From the entries that follow, extract each line holding the string "rear".

-- DATA EXCERPTS --
== Segment start ==

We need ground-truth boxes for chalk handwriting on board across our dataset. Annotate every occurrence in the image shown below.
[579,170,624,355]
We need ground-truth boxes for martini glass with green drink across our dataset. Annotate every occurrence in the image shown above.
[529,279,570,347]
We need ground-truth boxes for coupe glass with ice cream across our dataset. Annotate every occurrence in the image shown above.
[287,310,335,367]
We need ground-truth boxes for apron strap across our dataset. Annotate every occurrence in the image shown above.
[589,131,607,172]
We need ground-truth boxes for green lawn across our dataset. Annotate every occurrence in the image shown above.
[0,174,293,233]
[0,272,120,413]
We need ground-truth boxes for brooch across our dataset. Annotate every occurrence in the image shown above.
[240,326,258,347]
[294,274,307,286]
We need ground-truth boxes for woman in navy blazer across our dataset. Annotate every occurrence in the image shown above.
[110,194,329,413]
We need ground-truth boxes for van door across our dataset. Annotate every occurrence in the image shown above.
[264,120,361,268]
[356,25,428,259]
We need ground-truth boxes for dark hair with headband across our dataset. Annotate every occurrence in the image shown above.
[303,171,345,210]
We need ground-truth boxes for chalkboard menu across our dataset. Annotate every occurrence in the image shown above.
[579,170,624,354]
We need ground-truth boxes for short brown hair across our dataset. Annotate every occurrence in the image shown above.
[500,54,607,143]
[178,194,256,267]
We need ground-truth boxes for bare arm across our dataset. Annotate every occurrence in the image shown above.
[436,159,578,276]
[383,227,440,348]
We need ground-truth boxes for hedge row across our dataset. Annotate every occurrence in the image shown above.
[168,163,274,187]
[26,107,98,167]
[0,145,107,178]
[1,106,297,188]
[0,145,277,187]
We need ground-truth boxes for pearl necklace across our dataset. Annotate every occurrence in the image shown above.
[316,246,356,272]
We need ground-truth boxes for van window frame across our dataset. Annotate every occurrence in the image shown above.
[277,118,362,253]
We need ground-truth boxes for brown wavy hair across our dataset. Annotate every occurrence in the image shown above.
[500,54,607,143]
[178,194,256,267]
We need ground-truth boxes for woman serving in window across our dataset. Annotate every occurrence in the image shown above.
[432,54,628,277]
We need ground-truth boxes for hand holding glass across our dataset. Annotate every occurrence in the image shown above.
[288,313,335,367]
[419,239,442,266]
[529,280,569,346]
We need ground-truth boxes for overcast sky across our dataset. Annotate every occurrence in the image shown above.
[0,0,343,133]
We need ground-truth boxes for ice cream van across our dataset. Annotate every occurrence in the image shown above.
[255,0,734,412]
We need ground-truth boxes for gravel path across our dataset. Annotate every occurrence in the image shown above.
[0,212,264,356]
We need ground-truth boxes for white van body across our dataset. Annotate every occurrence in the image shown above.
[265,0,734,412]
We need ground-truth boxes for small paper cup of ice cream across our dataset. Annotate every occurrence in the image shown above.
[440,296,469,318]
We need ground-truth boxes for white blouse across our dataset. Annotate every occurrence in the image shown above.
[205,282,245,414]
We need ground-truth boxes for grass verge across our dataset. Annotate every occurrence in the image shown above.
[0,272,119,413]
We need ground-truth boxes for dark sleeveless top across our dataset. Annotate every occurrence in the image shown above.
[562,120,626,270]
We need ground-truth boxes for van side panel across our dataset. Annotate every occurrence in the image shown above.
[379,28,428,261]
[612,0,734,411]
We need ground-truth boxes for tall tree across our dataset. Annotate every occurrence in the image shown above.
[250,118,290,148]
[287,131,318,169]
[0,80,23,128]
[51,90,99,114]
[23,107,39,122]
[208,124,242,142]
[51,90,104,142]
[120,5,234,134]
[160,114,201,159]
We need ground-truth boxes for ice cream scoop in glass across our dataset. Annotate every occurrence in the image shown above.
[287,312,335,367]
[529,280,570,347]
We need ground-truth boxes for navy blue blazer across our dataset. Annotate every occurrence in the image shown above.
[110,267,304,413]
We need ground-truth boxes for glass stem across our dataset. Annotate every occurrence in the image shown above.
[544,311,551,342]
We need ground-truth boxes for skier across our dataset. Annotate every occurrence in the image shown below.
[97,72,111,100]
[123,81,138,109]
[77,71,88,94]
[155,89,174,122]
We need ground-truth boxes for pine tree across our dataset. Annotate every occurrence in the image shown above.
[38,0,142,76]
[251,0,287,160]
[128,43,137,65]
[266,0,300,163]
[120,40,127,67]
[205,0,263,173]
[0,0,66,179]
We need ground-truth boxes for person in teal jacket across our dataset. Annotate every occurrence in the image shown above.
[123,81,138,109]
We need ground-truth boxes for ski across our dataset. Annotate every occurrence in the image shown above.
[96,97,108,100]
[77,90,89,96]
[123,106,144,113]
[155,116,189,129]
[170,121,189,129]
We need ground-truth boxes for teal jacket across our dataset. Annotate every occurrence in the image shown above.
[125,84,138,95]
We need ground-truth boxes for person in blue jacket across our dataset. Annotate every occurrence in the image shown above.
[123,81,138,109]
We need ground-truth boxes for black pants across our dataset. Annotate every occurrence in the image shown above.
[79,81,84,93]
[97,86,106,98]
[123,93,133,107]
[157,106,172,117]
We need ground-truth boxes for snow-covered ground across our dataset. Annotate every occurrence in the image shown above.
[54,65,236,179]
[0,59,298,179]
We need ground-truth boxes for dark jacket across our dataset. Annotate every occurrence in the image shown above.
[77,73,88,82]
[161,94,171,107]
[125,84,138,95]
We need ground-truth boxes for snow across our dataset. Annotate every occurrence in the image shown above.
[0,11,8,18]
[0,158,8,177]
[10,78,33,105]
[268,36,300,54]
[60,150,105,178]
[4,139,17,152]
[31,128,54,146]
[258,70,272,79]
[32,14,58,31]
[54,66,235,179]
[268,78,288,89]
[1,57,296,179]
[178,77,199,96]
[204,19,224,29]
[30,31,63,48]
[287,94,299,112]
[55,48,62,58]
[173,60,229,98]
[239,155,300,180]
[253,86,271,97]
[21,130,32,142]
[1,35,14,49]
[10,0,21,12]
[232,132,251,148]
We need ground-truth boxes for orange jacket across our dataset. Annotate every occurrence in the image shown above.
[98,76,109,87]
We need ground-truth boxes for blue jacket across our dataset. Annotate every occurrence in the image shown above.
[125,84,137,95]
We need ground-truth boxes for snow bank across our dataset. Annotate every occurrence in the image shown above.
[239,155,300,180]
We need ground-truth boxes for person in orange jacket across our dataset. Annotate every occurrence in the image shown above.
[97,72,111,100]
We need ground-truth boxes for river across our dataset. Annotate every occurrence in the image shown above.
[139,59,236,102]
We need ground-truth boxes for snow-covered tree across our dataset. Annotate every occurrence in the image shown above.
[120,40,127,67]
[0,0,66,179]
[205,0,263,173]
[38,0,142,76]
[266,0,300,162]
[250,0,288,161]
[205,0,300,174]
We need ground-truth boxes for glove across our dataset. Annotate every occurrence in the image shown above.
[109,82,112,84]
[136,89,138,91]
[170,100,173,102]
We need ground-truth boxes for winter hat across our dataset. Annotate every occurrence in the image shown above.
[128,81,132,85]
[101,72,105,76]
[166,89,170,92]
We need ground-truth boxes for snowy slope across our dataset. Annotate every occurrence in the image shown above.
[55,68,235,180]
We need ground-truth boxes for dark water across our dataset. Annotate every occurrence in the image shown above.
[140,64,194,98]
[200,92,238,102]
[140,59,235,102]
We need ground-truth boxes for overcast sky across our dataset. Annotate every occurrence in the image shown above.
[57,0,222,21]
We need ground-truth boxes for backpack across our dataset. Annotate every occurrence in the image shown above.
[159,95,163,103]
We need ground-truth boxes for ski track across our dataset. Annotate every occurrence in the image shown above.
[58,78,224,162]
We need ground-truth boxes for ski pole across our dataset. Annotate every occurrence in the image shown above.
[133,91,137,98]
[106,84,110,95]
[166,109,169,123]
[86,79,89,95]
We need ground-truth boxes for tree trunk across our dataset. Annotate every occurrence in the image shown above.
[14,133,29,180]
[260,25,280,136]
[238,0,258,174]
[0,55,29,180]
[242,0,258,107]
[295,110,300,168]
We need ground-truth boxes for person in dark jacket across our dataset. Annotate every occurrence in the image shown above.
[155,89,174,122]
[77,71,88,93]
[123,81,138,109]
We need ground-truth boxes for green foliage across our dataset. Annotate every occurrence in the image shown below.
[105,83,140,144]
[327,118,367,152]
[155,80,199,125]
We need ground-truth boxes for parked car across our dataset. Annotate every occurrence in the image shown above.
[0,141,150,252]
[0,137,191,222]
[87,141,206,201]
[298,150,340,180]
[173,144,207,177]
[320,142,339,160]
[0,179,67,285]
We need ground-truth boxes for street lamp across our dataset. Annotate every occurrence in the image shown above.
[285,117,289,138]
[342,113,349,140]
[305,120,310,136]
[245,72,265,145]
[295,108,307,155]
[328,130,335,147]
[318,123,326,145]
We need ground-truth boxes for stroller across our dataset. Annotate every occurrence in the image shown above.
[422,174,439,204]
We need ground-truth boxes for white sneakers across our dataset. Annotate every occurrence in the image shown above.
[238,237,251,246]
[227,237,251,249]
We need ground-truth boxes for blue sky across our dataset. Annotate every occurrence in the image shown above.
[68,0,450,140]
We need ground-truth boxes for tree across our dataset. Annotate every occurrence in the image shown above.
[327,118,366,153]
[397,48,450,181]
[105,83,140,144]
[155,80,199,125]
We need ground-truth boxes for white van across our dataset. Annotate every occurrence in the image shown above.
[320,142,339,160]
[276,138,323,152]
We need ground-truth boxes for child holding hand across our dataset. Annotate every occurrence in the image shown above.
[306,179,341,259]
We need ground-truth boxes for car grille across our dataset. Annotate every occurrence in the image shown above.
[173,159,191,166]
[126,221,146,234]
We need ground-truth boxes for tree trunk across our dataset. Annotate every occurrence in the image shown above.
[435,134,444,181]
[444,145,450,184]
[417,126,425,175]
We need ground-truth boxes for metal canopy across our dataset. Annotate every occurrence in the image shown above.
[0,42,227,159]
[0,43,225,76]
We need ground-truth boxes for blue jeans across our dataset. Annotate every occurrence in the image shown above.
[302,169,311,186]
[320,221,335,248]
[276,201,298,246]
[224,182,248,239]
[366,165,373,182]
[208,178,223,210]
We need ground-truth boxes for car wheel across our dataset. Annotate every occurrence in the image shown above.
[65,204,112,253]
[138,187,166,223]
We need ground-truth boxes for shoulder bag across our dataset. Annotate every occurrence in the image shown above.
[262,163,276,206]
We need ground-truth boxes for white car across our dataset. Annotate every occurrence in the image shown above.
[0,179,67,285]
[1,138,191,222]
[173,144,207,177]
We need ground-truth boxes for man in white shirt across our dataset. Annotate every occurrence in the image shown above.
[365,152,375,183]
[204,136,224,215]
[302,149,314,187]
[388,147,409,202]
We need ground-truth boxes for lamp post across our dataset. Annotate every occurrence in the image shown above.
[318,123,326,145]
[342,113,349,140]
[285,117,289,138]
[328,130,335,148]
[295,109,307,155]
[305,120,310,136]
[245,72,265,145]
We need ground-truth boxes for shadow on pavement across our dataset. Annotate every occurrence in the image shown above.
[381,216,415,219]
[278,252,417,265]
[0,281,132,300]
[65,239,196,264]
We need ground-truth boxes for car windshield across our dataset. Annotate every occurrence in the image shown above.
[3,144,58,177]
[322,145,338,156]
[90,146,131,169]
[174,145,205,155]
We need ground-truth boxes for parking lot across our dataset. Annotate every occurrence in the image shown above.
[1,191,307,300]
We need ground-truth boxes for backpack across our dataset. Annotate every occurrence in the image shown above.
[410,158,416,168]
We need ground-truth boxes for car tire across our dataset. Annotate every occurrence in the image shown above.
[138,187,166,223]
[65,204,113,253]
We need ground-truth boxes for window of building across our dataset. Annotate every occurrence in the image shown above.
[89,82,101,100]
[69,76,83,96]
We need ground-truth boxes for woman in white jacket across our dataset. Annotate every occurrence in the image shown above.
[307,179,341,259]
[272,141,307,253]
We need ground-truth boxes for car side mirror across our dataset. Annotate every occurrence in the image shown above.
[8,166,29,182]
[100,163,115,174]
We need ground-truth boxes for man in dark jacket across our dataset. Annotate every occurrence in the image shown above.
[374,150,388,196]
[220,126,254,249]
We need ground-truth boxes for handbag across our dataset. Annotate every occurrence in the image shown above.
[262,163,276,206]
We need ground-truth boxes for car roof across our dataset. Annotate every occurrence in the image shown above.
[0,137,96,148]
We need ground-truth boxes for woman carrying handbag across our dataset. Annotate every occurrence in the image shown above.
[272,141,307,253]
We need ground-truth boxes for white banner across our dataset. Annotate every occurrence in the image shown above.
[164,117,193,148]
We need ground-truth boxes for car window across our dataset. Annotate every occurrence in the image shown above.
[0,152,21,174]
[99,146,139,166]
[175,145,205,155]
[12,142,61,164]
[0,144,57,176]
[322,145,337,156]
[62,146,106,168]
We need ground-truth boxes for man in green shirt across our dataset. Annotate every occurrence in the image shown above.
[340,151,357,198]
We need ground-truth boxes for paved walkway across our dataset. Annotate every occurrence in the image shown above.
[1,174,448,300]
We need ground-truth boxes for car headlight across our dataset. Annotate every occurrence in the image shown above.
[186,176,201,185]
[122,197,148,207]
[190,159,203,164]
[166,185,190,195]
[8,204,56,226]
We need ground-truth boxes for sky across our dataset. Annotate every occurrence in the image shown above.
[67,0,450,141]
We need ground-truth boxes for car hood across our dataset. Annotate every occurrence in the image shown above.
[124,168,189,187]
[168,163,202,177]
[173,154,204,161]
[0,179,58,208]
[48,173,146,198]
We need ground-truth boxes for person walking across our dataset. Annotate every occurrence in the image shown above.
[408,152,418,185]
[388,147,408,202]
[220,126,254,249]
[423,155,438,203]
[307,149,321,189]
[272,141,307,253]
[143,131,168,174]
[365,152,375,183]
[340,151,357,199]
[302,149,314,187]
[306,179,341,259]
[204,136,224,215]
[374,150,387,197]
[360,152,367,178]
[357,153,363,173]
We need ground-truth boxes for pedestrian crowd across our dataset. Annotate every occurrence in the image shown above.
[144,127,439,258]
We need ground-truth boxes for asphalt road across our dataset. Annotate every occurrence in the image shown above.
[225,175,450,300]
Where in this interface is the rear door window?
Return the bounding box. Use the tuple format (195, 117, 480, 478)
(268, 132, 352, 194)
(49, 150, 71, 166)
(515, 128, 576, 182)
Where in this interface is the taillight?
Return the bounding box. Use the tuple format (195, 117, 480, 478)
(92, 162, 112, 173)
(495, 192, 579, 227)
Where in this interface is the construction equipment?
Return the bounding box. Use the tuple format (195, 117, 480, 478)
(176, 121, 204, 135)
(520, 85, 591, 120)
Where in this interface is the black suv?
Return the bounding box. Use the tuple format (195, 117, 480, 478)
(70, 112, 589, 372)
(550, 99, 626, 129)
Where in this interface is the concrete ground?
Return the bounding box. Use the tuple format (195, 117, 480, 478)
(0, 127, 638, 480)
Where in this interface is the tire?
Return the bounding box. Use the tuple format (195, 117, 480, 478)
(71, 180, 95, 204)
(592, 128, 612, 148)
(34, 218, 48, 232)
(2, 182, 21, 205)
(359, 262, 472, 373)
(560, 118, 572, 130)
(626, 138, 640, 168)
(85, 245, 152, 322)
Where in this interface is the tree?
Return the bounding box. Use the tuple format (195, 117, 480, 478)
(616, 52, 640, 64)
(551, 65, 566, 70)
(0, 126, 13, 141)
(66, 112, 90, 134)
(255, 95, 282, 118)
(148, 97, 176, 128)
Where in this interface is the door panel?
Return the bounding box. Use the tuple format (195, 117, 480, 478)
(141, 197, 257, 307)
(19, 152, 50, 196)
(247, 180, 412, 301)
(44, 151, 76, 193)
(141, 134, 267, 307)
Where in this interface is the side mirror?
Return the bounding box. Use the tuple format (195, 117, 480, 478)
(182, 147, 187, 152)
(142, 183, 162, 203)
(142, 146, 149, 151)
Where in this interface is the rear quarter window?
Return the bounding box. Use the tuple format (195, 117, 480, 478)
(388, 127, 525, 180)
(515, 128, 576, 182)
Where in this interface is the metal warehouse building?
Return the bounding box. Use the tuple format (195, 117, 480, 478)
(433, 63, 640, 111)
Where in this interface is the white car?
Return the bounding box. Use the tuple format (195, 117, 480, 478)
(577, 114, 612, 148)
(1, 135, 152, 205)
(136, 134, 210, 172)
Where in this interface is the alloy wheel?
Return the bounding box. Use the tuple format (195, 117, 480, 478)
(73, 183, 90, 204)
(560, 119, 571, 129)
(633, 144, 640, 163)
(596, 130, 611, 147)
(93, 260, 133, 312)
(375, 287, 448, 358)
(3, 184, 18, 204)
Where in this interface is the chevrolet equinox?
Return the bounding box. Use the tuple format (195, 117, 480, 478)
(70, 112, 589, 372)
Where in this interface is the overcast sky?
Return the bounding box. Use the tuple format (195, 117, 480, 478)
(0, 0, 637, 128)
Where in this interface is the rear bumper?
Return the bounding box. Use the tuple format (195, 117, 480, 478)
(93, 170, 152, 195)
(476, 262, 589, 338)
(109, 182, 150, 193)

== Segment end ==

-- EXPECTED ANSWER --
Where in this interface is the rear door window?
Where in this interface is the rear quarter window?
Where in this interface is the rear bumper?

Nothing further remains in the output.